(Material for the task):
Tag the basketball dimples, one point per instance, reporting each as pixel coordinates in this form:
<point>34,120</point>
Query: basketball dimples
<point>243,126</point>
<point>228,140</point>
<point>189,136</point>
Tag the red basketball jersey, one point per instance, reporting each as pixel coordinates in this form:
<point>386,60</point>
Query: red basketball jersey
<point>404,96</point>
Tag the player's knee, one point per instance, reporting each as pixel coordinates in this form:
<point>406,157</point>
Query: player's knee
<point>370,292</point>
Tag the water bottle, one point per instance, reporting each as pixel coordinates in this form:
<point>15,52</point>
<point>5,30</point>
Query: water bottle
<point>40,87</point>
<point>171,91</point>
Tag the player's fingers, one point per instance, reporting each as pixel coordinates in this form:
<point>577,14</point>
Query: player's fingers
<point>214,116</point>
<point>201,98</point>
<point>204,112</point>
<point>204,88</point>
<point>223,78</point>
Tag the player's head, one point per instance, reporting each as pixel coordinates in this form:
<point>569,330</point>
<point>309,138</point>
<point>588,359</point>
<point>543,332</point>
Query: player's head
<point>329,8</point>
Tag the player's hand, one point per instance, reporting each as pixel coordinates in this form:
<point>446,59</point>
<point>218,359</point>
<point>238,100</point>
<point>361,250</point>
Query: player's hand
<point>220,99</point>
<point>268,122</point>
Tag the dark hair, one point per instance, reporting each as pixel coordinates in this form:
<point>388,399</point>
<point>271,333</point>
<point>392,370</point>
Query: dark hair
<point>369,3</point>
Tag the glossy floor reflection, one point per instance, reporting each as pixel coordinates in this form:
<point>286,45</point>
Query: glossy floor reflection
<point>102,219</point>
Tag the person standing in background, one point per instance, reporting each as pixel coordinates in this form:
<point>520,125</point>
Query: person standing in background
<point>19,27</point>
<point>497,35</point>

(Exercise aim):
Could you write the whole listing out again, line for line?

(Response to the exercise):
Tag the basketball dimples, one point per instance, reporting each as pixel coordinates in this form:
<point>34,120</point>
Query: basketball dimples
<point>243,126</point>
<point>228,140</point>
<point>189,136</point>
Tag the red basketball jersey, one point per instance, reporting each as pixel coordinates in this form:
<point>386,60</point>
Query: red basketball jersey
<point>404,96</point>
Tag the player's knee, one point per instance, reporting each as pixel coordinates in this form:
<point>406,157</point>
Query: player's knee
<point>370,292</point>
Tag the water bottle, one point per instance, reporting each as pixel coordinates in this form:
<point>15,52</point>
<point>5,30</point>
Query: water bottle
<point>40,87</point>
<point>171,91</point>
Tag the player's fingers, one point per instance, reporting each as pixel coordinates in this form:
<point>577,14</point>
Query: player's fingers
<point>214,116</point>
<point>201,98</point>
<point>204,112</point>
<point>204,88</point>
<point>223,78</point>
Tag the player's head, one point per instance, reporting each as pixel coordinates in this form:
<point>569,330</point>
<point>309,138</point>
<point>588,359</point>
<point>543,332</point>
Query: player's head
<point>329,8</point>
Tag the player's hand, one point per instance, reporting each as pixel coordinates in this form:
<point>446,59</point>
<point>218,359</point>
<point>238,100</point>
<point>361,250</point>
Query: player's hand
<point>220,99</point>
<point>268,122</point>
Tag the dark hair, one point per instance, reporting each as pixel coordinates in this form:
<point>388,399</point>
<point>271,333</point>
<point>392,370</point>
Query: dark hair
<point>369,3</point>
Tag the glossy floor reflection, one point per instance, reporting each as pixel coordinates in this form:
<point>286,45</point>
Query: glossy floor reflection
<point>102,219</point>
Tag the person standing in background, one point per instance, reporting each as pixel coordinates in this form:
<point>520,125</point>
Query: person standing in background
<point>19,27</point>
<point>497,35</point>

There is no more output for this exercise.